_What to work on_
In your copy, the records appear word for word and the pictures do not appear at all.

(Stored records)

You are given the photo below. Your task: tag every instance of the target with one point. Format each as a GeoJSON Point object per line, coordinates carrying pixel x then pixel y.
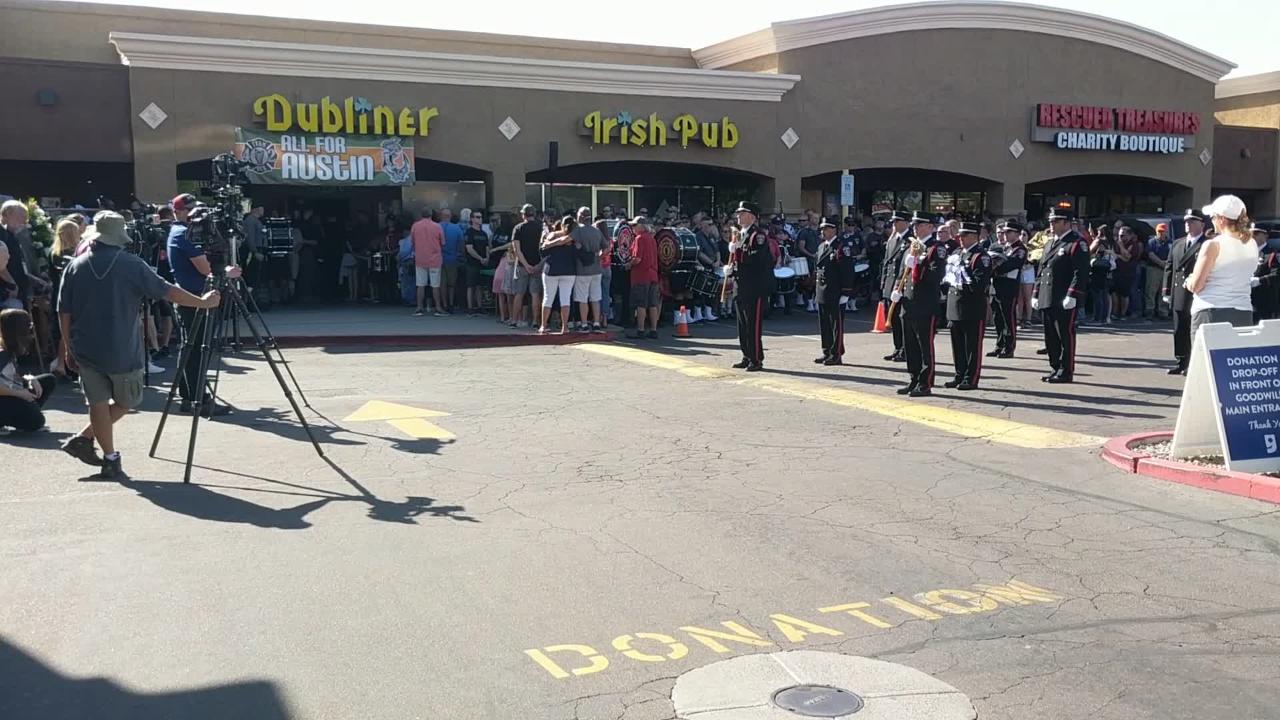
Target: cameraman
{"type": "Point", "coordinates": [191, 272]}
{"type": "Point", "coordinates": [97, 309]}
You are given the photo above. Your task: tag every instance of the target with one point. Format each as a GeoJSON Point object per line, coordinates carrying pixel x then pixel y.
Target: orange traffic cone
{"type": "Point", "coordinates": [682, 323]}
{"type": "Point", "coordinates": [881, 324]}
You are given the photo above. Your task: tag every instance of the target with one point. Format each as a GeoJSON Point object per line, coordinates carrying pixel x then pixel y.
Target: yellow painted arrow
{"type": "Point", "coordinates": [410, 420]}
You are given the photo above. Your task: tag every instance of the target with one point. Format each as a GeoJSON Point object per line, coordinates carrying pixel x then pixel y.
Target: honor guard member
{"type": "Point", "coordinates": [923, 265]}
{"type": "Point", "coordinates": [1063, 281]}
{"type": "Point", "coordinates": [1266, 279]}
{"type": "Point", "coordinates": [891, 274]}
{"type": "Point", "coordinates": [1182, 261]}
{"type": "Point", "coordinates": [968, 285]}
{"type": "Point", "coordinates": [752, 268]}
{"type": "Point", "coordinates": [835, 285]}
{"type": "Point", "coordinates": [1008, 258]}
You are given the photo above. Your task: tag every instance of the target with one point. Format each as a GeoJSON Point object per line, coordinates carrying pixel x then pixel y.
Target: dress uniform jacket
{"type": "Point", "coordinates": [754, 265]}
{"type": "Point", "coordinates": [923, 290]}
{"type": "Point", "coordinates": [1064, 270]}
{"type": "Point", "coordinates": [835, 269]}
{"type": "Point", "coordinates": [1182, 261]}
{"type": "Point", "coordinates": [968, 301]}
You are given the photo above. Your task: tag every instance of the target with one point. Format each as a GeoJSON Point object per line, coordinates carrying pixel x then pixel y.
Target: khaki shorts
{"type": "Point", "coordinates": [124, 388]}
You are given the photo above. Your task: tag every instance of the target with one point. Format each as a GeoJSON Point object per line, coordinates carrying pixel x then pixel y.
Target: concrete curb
{"type": "Point", "coordinates": [442, 341]}
{"type": "Point", "coordinates": [1120, 452]}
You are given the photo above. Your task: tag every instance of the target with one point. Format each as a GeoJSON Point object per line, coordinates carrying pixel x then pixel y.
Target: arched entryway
{"type": "Point", "coordinates": [1106, 196]}
{"type": "Point", "coordinates": [876, 190]}
{"type": "Point", "coordinates": [634, 186]}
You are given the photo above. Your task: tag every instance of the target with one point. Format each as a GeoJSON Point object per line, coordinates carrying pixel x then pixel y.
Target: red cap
{"type": "Point", "coordinates": [184, 201]}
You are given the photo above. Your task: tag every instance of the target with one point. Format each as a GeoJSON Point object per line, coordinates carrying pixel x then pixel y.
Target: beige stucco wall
{"type": "Point", "coordinates": [955, 100]}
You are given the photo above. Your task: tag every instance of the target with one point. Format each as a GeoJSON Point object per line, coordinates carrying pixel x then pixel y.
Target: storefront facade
{"type": "Point", "coordinates": [1068, 110]}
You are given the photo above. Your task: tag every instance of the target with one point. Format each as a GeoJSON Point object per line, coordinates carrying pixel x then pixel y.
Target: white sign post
{"type": "Point", "coordinates": [1232, 399]}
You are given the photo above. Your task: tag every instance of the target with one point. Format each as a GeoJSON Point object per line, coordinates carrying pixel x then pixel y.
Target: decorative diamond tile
{"type": "Point", "coordinates": [508, 128]}
{"type": "Point", "coordinates": [154, 115]}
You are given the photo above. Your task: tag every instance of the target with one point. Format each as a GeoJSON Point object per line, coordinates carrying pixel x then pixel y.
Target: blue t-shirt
{"type": "Point", "coordinates": [452, 242]}
{"type": "Point", "coordinates": [181, 251]}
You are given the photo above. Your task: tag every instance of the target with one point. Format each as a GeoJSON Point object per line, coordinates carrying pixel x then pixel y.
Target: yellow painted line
{"type": "Point", "coordinates": [956, 422]}
{"type": "Point", "coordinates": [405, 418]}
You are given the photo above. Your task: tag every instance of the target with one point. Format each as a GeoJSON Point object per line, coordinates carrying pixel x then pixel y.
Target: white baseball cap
{"type": "Point", "coordinates": [1225, 205]}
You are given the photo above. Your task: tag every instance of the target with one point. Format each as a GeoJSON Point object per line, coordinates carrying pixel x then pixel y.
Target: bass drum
{"type": "Point", "coordinates": [622, 237]}
{"type": "Point", "coordinates": [676, 246]}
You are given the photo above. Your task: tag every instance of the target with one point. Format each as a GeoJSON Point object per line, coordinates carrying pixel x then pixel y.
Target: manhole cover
{"type": "Point", "coordinates": [818, 701]}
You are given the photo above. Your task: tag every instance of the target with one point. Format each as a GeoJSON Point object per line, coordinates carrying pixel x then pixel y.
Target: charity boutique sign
{"type": "Point", "coordinates": [351, 160]}
{"type": "Point", "coordinates": [1115, 130]}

_Output_
You are given the photo below. Your task: tag every instance of the target with one point. Format each as a GeoJSON Point object per line, coordinates carrying pixel x then pixel y.
Target: cameraman
{"type": "Point", "coordinates": [191, 272]}
{"type": "Point", "coordinates": [97, 309]}
You are given the photo above. Your task: tag every instance of the target with one point. Format each as a GeoJSON Point object per line, coordinates carrying pixel x then pixel y.
Target: orange traffic cone
{"type": "Point", "coordinates": [682, 323]}
{"type": "Point", "coordinates": [881, 324]}
You are given the photo above. Your task: tag every instance of the target with one point. Format each as a GeoJSON Point object per line, coordinates carrying pixel x then pixel y.
Target: yellow painted arrow
{"type": "Point", "coordinates": [410, 420]}
You are given the photo above. Your task: tag every instance of the target with one point. Format each as a GeoJSON Point object per line, coordinates carrying pixel x then pixel y.
Target: honor guard member
{"type": "Point", "coordinates": [923, 265]}
{"type": "Point", "coordinates": [1063, 281]}
{"type": "Point", "coordinates": [1266, 279]}
{"type": "Point", "coordinates": [891, 274]}
{"type": "Point", "coordinates": [1182, 261]}
{"type": "Point", "coordinates": [968, 285]}
{"type": "Point", "coordinates": [752, 268]}
{"type": "Point", "coordinates": [835, 285]}
{"type": "Point", "coordinates": [1008, 258]}
You are given the photo above. Your task: tag every instance of the target with one point. Format each as a GeoJSON Point object per line, coordinates carrying pixel x then pixel y.
Target: dress uniform jacket
{"type": "Point", "coordinates": [754, 265]}
{"type": "Point", "coordinates": [923, 290]}
{"type": "Point", "coordinates": [1064, 270]}
{"type": "Point", "coordinates": [835, 269]}
{"type": "Point", "coordinates": [1182, 261]}
{"type": "Point", "coordinates": [968, 301]}
You are given the photo above. Your task: tag every instance of the target with one point. Format each as a GeoJSON Point object per line, coordinates carrying pixel x then pixel y.
Target: khaki shorts
{"type": "Point", "coordinates": [124, 388]}
You are given the photo above. Your task: tag every instance of the target with one point. Format each as a GeoJSON Point object per line, coordinates carrying pixel x then pixel y.
Target: concrete curb
{"type": "Point", "coordinates": [442, 341]}
{"type": "Point", "coordinates": [1120, 452]}
You are given the photo above. Your task: tag every instance of the target with one point. Format each as a GeoJSON Point object per line, coordinates carrying pixel x then pixel y.
Target: arched entryway
{"type": "Point", "coordinates": [1106, 196]}
{"type": "Point", "coordinates": [876, 190]}
{"type": "Point", "coordinates": [634, 186]}
You are given the photo above. Your task: tag every instance of the target with one point. Format each as a GeoJSON Point object per line, coordinates carrying pixel x then pixel y.
Target: red cap
{"type": "Point", "coordinates": [184, 201]}
You are given the photo above. Your task: tag every instance of the target with one point. Format each as a GeoJSON Point object per line, coordinates carrying pixel x then pixel y.
Target: beige stucco wall
{"type": "Point", "coordinates": [955, 100]}
You are given the photo above. Your task: tag every instance of the target with one point. Format each as a GeoJSON Point object per line, coordinates carrying pixel x then pixel y.
Target: storefront facade
{"type": "Point", "coordinates": [1068, 110]}
You are given the photo above. Your task: tag every instance of the target with one point. Format each as a GeoJSON Point object per line, coordinates carrying pixel x then pixel y.
Target: white sign post
{"type": "Point", "coordinates": [1232, 399]}
You are given the photo above. Your task: tag every instance of the target with one point. Format each as a GeoJSON Point object per line, coordinates carrying pixel x then pixel y.
Target: decorative diamond tile
{"type": "Point", "coordinates": [508, 128]}
{"type": "Point", "coordinates": [154, 115]}
You are given the photo above. Your task: tag every instance of the target with one point. Format each as a GeoJSON Point object per line, coordinates carrying pixel x then pixel y.
Target: blue t-shirt
{"type": "Point", "coordinates": [452, 242]}
{"type": "Point", "coordinates": [181, 251]}
You are given the photo above. Your task: tag every instance of the target with one point. Format each as a GeoJSON Point object per line, coordinates carrying pixel x then pixel y.
Target: yellow painted line
{"type": "Point", "coordinates": [956, 422]}
{"type": "Point", "coordinates": [405, 418]}
You are given the photo above. Your task: tag every instance of the target with one point. Format each as a GeoJSON Point object per line, coordinates carrying pixel x then pixel y.
Target: white baseball cap
{"type": "Point", "coordinates": [1225, 205]}
You are given the photo above. Your task: tag every instance of the target with one point. Format each as a GeoJSON Point object per line, coordinates carrying pixel x then pixel y.
Target: bass drum
{"type": "Point", "coordinates": [622, 237]}
{"type": "Point", "coordinates": [676, 246]}
You are given the photo above. Your task: tag every instance of the target with one point. Format each as a GeoJSON Point object per line, coordinates carrying pixel x then pixel y.
Target: manhole cover
{"type": "Point", "coordinates": [818, 701]}
You are given the photo above. Your task: tag every instance of the target with one point. Format each as a GeoJSON Point object per line, coordinates carrying pixel x then pixel y.
Target: charity boutique sign
{"type": "Point", "coordinates": [351, 160]}
{"type": "Point", "coordinates": [1115, 130]}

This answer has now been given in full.